(Dataset entries)

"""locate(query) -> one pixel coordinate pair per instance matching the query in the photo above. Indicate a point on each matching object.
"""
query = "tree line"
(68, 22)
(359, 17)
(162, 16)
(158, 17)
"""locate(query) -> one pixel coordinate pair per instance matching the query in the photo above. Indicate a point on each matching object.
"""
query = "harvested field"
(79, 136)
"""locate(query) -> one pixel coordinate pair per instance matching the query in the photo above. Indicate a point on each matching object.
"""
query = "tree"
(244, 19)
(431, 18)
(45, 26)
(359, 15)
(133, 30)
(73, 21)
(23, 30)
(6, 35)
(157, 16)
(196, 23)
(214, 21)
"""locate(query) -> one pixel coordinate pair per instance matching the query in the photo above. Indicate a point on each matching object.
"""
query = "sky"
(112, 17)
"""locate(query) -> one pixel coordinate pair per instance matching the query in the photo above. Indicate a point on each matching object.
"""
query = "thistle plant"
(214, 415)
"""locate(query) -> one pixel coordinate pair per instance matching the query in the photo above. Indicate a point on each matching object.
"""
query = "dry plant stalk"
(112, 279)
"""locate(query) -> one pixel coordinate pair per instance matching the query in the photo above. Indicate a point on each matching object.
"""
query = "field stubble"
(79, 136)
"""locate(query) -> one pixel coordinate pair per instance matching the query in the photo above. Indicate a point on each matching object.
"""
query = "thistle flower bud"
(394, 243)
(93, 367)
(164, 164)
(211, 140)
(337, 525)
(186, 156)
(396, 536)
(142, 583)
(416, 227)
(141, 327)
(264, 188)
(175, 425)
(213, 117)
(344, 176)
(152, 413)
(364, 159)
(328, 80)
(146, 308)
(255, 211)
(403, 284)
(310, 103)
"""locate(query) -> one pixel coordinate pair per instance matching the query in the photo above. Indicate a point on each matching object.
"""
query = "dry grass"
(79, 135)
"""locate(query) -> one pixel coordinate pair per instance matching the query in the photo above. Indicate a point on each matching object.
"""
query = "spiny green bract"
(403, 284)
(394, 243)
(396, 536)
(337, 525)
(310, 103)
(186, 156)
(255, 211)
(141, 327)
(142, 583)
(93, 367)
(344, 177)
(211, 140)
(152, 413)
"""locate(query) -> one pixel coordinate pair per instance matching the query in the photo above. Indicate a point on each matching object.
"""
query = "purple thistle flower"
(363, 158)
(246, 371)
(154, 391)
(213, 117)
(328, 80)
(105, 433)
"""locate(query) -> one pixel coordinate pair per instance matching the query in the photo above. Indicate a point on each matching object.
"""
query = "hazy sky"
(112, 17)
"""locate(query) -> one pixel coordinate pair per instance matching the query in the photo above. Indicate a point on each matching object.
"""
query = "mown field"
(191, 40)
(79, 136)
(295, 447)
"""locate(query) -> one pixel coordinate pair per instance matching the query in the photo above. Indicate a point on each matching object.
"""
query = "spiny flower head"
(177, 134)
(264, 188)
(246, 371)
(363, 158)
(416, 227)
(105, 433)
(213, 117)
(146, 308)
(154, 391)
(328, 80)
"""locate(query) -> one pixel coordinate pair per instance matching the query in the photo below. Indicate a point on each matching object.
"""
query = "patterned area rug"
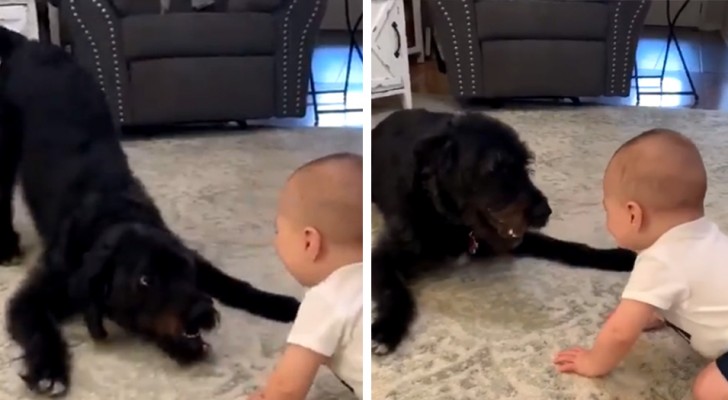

* WHAT IS EXPECTED
Give the entries above again word for word, without any pictures.

* WRITTEN ANSWER
"""locate(query) -> one pixel coordinate pair per instance matching the query in the photo above. Indicate a point on each matching object.
"""
query = "tree line"
(68, 22)
(359, 17)
(162, 16)
(158, 17)
"""locate(query) -> one pixel coordinate pair per instance matching the query in the photo above. Indicate a point on each matching object.
"""
query = "harvested field"
(79, 136)
"""locate(query) -> one pixel coordinate pair per instance matching the query in the photo above. Indicate a point on each matching object.
"""
query = "tree"
(244, 19)
(431, 18)
(45, 26)
(359, 15)
(133, 30)
(73, 21)
(23, 30)
(6, 35)
(157, 16)
(196, 23)
(214, 21)
"""locate(query) -> one pixel coordinate pair per instance matching the query in the photo above. Indicate a point on each matching object.
"""
query = "sky"
(112, 17)
"""locate(query) -> one pixel coordinate pair per instance matching the query in the photo above. Indicate a point on each matching object.
"""
query = "thistle plant"
(214, 415)
"""locate(query) -> one pixel coordinate pair per instance matching the query in the photo above. Indicate a point on each matching object.
"""
query = "dry plant stalk"
(112, 279)
"""locate(query) -> one pixel coordinate pair per instance matching the query in the photo above. Indicate a point on each matching object.
"""
query = "field stubble"
(79, 136)
"""locate(query) -> one pixel coordinate pair per instance matching the query in the photo above. Indicate a point on each matching object.
"""
query = "thistle flower bud"
(394, 243)
(93, 367)
(164, 164)
(211, 140)
(337, 525)
(186, 156)
(396, 536)
(142, 583)
(416, 227)
(141, 327)
(264, 188)
(175, 425)
(213, 117)
(344, 176)
(152, 413)
(364, 159)
(328, 80)
(146, 308)
(255, 211)
(403, 284)
(310, 103)
"""locate(query) -> one pixel coordinate pair per instance matching the query in the photo above. Indicate a point on each matching object.
"""
query = "dry grass"
(79, 135)
"""locate(query) -> one pixel coordinate pair per instance matching the query in the photo above. Indicate a point on each matching object.
"""
query = "spiny green bract"
(403, 284)
(394, 243)
(396, 536)
(337, 525)
(310, 103)
(186, 156)
(255, 211)
(141, 327)
(142, 583)
(93, 367)
(344, 177)
(211, 140)
(152, 413)
"""locate(query) -> one pixel coordinate pair per instance matching the query in the photo above. Indicate a point on each matching object.
"""
query = "purple thistle flower"
(363, 158)
(246, 371)
(154, 391)
(213, 117)
(328, 80)
(105, 433)
"""locate(query) -> one pixel coordinate pair per instance matching the query in the photo above. Indicate a point on each matching object.
"""
query = "hazy sky"
(112, 17)
"""locate(query) -> one pixel coordinate pair per instance matching the query in the photo above. Indicate a point on each matching object.
"""
query = "mown field"
(191, 40)
(79, 136)
(295, 447)
"""locate(query) -> one pixel coordinate pair per instance matching the query in the photo above. Indicate a point on each matching object.
"""
query = "spiny flower head"
(177, 134)
(264, 188)
(246, 371)
(363, 158)
(416, 227)
(105, 433)
(213, 117)
(146, 308)
(154, 391)
(328, 80)
"""locate(query) -> one pixel coordinate pair per instance matching the query in the photo below. Indicate a point on each matching object.
"""
query = "patterned area rug"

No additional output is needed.